待办任务
[1] 根据关于OGG同步的网页,回答下列问题,每题一行:
(a) 笔者搭建这个环境,是为了把数据提供给什么做流计算?
(b) update操作被分解成了哪两种操作?
(c) 抽取进程配置中,exttrail 指定的路径是什么?
[2] 下列说法与关于OGG同步的网页是否一致?每项回答"是"或"否",并引用网页中起决定作用的原文。
(a) 文中只设有 insert 和 delete 两个类型的 topic。
(b) 抽取进程配置里的 numfiles 设为 500。
(c) 本文修改的抽取进程名为 E_ZT。
[3] 按照关于OGG同步的网页,为什么只有 insert 和 delete 两个类型的 topic?请用一到三句话说明。

网页
========

Oracle可以通过OGG for Bigdata将Oracle数据库数据实时增量同步至hadoop平台(kafka,hdfs等)进行消费,笔者搭建这个环境的目的是将Oracle数据库表通过OGG同步到kafka来提供给flink做流计算。具体的实施文档已经在之前的文章中写了,这里只给出连接:
OGG实时同步Oracle数据到Kafka实施文档(供flink流式计算)
这篇文章主要介绍的是:
Oracle如何通过OGG for Bigdata将数据变更操作(insert、delete、update)分别投递至各自类型(insert、delete)的topic中,之所以只有insert和delete两个类型的topic,是因为笔者将update操作分解为insert、delete操作,并分别投递至属于insert、delete操作类型的topic中,具体映射关系可以看本人所画下图直观了解:
接下来看具体的配置,现在实验操作的所有环境是基于上面给出的本人写的安装文档对应的环境进行的配置修改:
修改抽取进程E_ZT配置:
extract e_zt
userid ogg,password ogg
setenv(NLS_LANG=AMERICAN_AMERICA.AL32UTF8)
setenv(ORACLE_SID="orcl")
reportcount every 30 minutes,rate
numfiles 5000
discardfile ./dirrpt/e_zt.dsc,append,megabytes 1000
warnlongtrans 2h,checkinterval 30m
exttrail ./dirdat/zt
dboptions allowunusedcolumn
tranlogoptions archivedlogonly
tranlogoptions altarchivelogdest primary /u01/arch
dynamicresolution
fetchoptions nousesnapshot
ddl include mapped
ddloptions addtrandata,report
notcpsourcetimer
NOCOMPRESSDELETES
NOCOMPRESSUPDATES
GETUPDATEBEFORES
----------SCOTT.ZTVOUCHER
table SCOTT.ZTVOUCHER,keycols(MANDT,GJAHR,BUKRS,BELNR,BUZEI,MONAT,BUDAT),tokens(
TKN-OP-TYPE = @GETENV ('GGHEADER', 'OPTYPE')

========

已知信息

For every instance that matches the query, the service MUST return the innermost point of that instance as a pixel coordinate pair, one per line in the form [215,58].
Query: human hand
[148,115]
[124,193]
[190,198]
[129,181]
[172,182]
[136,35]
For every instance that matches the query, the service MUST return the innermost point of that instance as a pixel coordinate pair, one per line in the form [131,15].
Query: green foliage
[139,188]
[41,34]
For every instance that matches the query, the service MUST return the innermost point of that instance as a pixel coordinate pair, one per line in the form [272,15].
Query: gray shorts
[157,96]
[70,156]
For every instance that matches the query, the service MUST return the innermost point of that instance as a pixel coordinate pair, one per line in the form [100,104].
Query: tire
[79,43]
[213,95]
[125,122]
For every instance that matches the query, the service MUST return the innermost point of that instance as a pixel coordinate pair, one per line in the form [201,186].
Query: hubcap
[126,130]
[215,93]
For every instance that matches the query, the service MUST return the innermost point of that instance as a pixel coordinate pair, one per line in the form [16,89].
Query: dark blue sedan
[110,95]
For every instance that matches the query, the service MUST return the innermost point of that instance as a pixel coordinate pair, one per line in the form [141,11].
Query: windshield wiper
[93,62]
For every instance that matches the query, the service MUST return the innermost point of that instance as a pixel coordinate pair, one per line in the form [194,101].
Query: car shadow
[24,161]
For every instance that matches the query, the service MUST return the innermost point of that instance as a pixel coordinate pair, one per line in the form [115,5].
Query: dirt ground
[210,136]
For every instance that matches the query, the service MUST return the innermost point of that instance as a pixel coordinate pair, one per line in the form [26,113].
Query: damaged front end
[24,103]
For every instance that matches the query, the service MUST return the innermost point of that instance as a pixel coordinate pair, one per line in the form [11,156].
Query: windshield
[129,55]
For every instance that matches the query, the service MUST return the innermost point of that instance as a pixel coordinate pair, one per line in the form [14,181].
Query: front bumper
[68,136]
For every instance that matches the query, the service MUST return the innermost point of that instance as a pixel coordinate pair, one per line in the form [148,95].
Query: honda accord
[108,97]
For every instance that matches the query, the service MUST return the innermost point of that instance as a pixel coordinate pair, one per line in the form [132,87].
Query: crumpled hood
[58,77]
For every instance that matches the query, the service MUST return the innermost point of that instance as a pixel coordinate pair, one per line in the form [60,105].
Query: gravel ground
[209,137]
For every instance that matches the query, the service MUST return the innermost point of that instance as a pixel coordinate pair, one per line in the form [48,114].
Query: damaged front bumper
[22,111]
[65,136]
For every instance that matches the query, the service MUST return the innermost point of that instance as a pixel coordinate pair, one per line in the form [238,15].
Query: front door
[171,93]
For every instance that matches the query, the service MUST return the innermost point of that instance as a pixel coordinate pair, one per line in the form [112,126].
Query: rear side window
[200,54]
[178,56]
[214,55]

========

完整解答
[1]
(a) flink
(b) insert 和 delete
(c) ./dirdat/zt

[2]
(a) 是:"之所以只有insert和delete两个类型的topic"
(b) 否:"numfiles 5000"
(c) 是:"修改抽取进程E_ZT配置"

[3] 因为笔者把 update 操作分解成了 insert 和 delete 两种操作,并把它们分别投递到 insert、delete 操作类型对应的 topic 中,所以不需要单独的 update 类型 topic。